The problem
In your copy of the data below, reproduce every entry exactly and omit the pictures.

Dataset records START

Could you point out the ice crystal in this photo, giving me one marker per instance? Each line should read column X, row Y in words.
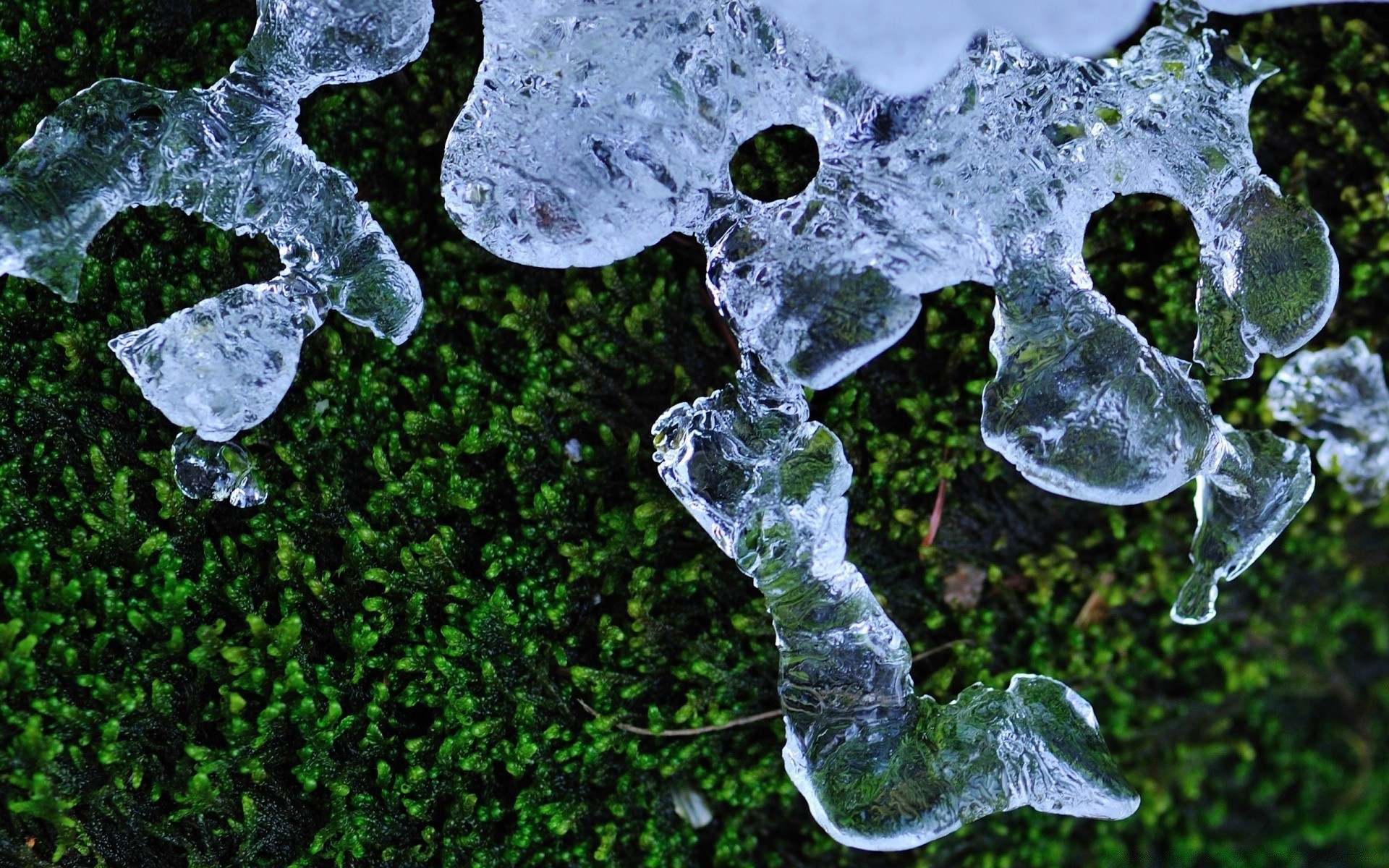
column 596, row 129
column 881, row 767
column 216, row 471
column 903, row 46
column 232, row 155
column 1339, row 396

Dataset records END

Response to the task
Could you point out the ice crystal in this photo, giving me one marker per instance? Each line should read column X, row Y in words.
column 596, row 129
column 881, row 767
column 216, row 471
column 903, row 46
column 232, row 155
column 1339, row 396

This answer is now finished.